#### [Stored data]
---*---

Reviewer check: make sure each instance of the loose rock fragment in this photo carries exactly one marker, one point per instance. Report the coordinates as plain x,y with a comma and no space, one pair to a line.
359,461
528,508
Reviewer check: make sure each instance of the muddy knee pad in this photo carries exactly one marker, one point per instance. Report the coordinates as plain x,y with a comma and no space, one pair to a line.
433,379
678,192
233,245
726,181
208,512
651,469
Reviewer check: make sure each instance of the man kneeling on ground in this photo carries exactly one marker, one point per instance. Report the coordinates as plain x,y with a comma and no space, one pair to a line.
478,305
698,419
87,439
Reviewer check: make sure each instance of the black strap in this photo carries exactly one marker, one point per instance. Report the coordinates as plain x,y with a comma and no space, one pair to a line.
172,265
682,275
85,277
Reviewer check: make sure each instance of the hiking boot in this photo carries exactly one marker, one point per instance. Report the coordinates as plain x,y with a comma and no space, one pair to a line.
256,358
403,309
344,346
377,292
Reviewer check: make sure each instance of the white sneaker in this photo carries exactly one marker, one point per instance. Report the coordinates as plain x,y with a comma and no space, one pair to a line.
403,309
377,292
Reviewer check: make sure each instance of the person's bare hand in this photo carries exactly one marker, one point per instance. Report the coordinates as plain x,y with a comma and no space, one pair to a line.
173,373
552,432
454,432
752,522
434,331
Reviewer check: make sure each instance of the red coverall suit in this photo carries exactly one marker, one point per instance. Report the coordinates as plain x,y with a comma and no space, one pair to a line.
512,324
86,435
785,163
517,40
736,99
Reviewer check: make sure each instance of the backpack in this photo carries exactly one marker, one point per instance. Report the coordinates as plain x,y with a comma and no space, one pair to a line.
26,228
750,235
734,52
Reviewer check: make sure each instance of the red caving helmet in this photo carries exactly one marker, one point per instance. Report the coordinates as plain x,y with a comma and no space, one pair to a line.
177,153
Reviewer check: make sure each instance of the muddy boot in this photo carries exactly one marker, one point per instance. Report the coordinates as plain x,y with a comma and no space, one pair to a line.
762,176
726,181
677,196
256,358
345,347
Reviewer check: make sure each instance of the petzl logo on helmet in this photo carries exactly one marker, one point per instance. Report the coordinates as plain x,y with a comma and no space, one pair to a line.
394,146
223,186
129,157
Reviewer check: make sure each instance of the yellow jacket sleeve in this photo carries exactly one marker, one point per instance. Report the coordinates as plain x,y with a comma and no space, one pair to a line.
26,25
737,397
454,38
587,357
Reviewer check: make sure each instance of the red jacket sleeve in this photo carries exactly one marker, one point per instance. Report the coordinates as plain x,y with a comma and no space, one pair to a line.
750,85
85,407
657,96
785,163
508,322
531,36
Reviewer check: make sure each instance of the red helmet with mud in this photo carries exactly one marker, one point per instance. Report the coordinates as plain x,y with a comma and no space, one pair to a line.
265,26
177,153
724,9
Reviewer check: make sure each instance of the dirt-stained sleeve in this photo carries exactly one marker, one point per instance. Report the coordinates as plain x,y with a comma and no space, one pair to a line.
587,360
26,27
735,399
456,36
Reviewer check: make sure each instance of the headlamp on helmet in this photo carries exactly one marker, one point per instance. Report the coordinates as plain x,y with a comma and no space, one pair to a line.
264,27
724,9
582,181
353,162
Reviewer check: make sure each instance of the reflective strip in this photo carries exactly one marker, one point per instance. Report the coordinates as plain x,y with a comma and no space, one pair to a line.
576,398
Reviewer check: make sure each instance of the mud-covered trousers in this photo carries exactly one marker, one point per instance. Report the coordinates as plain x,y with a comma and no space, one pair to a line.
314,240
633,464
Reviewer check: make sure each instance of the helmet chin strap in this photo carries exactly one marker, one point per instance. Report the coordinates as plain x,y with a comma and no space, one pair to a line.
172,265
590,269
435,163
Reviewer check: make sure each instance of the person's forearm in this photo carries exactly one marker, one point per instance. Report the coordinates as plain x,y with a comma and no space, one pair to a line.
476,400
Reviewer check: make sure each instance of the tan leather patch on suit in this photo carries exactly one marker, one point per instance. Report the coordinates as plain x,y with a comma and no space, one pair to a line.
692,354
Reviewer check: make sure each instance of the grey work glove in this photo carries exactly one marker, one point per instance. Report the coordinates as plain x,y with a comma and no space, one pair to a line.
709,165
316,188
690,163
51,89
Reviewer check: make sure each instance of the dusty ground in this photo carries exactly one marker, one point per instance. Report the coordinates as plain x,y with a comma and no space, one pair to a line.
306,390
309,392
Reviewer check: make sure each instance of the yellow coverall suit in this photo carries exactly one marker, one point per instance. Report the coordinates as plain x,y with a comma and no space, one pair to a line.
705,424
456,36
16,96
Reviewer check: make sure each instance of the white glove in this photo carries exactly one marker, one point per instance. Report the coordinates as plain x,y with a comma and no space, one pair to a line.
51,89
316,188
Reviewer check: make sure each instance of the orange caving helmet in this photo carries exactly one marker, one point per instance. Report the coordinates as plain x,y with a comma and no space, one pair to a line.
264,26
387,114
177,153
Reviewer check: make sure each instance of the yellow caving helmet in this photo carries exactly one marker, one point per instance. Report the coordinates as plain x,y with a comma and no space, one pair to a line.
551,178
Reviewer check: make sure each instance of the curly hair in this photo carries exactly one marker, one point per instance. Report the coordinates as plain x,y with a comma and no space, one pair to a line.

---*---

Write out the listing once more, matching it exactly.

#### [Problem solution]
Reviewer check: make sure each instance of the loose rock fragment in this photo carries exactly one marker, one point per instance. Report the coordinates as plain x,y with a comma and no space, one pair to a line.
359,461
528,508
Reviewer check: make sure each instance of the muddy knee pad in this photo carries exactly one marker, one point per instance. Report the coordinates as plain x,y with a comma and no space, one pair to a line.
433,379
678,192
233,245
726,181
208,512
651,469
Reviewer check: make sure each instance of the man kneeling on ground in this photo carries exactly one marker, one point per instance. Report the coordinates as plain x,y with a comma and no space, one pair to a line.
478,305
698,419
87,439
Reviewer check: make sure each instance of the black strap in this photo carries exactly one marker, one point per instance. Report the coordinates as plain x,y with a comma and no space, one pair to a line.
172,265
682,275
85,277
Reviewer check: make sure each instance of the hiking boot in this photo carries exactly one marker, one point per instance. Report the coordinates as plain x,y with a comma and no space, one pair to a line.
256,358
403,309
344,346
377,292
Reviewer check: make sure each instance of the white sneaker in this photo carries exactly one marker, one point per instance. Report the coordinates as plain x,y with a comma and no space, one pair to a line.
403,309
377,292
Reviewer check: make sure each instance of the person's bare hand in this photo carries exactly one marker, one point per instance. Report the coordinates as plain x,y with a comma and no space, one pair to a line.
173,373
552,432
454,432
752,522
434,331
Reviewer check: make sure each instance of the red coverall suit in this photo carries exactly one marker, one point per instance. Report the coordinates as plain x,y with a comma and no space, one pair to a line.
512,324
86,435
785,163
517,40
736,99
Reviewer check: make sure each instance of the backpack in this photo carries exactly one marker, one point per instance. Report the coordinates as plain x,y with a comma and no space, one pair to a line.
26,228
750,235
734,52
Reviewer check: make sure each instance of the red caving helmet in this photo carries exactly one marker, one point per instance. Report the coordinates as plain x,y with a comma and no space, one pair to a line.
177,153
Reviewer check: make sure each instance of the muddy boot in this photo carries exactly one marker, one point per instance. Report the coordinates as plain x,y with a comma and no space, one pair to a line.
762,176
726,181
677,196
256,358
345,347
Reviewer check: make sure each instance of the petzl logo on helmet in this photo carries exactly one marker, one point per instance. Report the coordinates as plain x,y with a comma and no space, one pair to a line.
394,146
223,186
129,157
Reviewer check: make sure each instance of the yellow jacket sleeve in this photo carries exactly one marker, one point per instance. Report the coordinates as plain x,y with a comma and no space, one pair to a line.
26,25
737,397
454,38
587,357
Reviewer check: make sure each instance of the red jacket sleeve in this photo carries exactly one marker, one point per instance. Report the coordinates as plain x,y with a comma and no space, one pair to a line.
750,85
85,407
657,96
785,163
508,322
531,36
Reviewer check: make sure each instance of the red helmet with mud in this photo carries exactly one marker, one point per instance. Report the coordinates as plain x,y with a comma and no space, one pair to a line.
265,26
177,153
724,9
Reviewer check: make sure each instance of the dirt-stained sleeve in this photo carries exactly one marker, one point per instance. Report the coordinates as plain x,y with a comma and no space, one pair to a line.
587,360
26,27
735,399
456,36
Reviewer check: make sure each instance of the headlamp on helmet in this photo carries exactly one marker, one point per instance. Report the coordinates as plain x,y with a comma and no space, one pair to a line.
264,27
724,9
582,181
353,162
Reviewer check: make sure each instance of the reflective strip in this photo carries exactly one marker, one point per instance. Report the coordinates as plain x,y with a comma and no space, one pair to a line.
576,398
Reviewer check: make sure each instance of the mud-covered trousers in this photo carries exactly one marker, one point per instance. Report the coordinates as plain x,y with a comma and no space, one pair to a line.
314,240
633,464
Reviewer check: make sure each instance of the helmet chin strap in this photo carries exactly one marker, one point per instance. Report the coordinates as plain x,y with a comma and no space, one pair to a line.
172,265
590,269
435,163
Reviewer check: make sure each instance of the person's forearm in this photo carries exactly one marker, one point per instance. Report the coordinates as plain x,y with a comma and no space, one pair to a line.
476,400
Reviewer check: make sure each instance of the tan leather patch on suit in this photo carries exactly one marker, one point per instance. Report the coordinates as plain x,y with a comma and no space, one pair to a line.
692,354
Reviewer check: make sure each instance of the grey work glove in this photo carries exactly one marker, one point per instance. Report the coordinates as plain x,y with a comma and no space, one pair to a line.
709,165
316,188
690,163
51,89
Reviewer check: make sure each instance of the dusty ground in this photo carries exactly one marker, one point per instance. Report the coordinates as plain x,y with a comma and no space, one pair to a line.
306,390
309,392
Reviewer check: make sure each instance of the yellow coverall suit in this photo carries exactly one marker, one point per instance. Report the coordinates as plain x,y with a comma and no space, one pair to a line.
705,424
456,36
16,96
Reviewer check: make sure each instance of the white glove in this photo carries exactly one marker, one point per instance. Report the coordinates as plain x,y with a comma and no space, one pair to a line.
51,89
316,188
Reviewer check: make sure each instance of the orange caving helmet in this photo carries exactly one marker, one point per instance. Report the coordinates as plain x,y with a comma and no space, one pair to a line.
264,26
387,114
177,153
Reviewer check: make sure each instance of the yellow caving helmet in this photo carries exactly one marker, one point per instance. Report the coordinates as plain x,y with a comma and no space, one pair to a line.
551,178
Reviewer check: make sure each instance of the curly hair in this photo carries exactly one marker, one point per instance. Report the coordinates as plain x,y with a comma and no space, one pair to a line.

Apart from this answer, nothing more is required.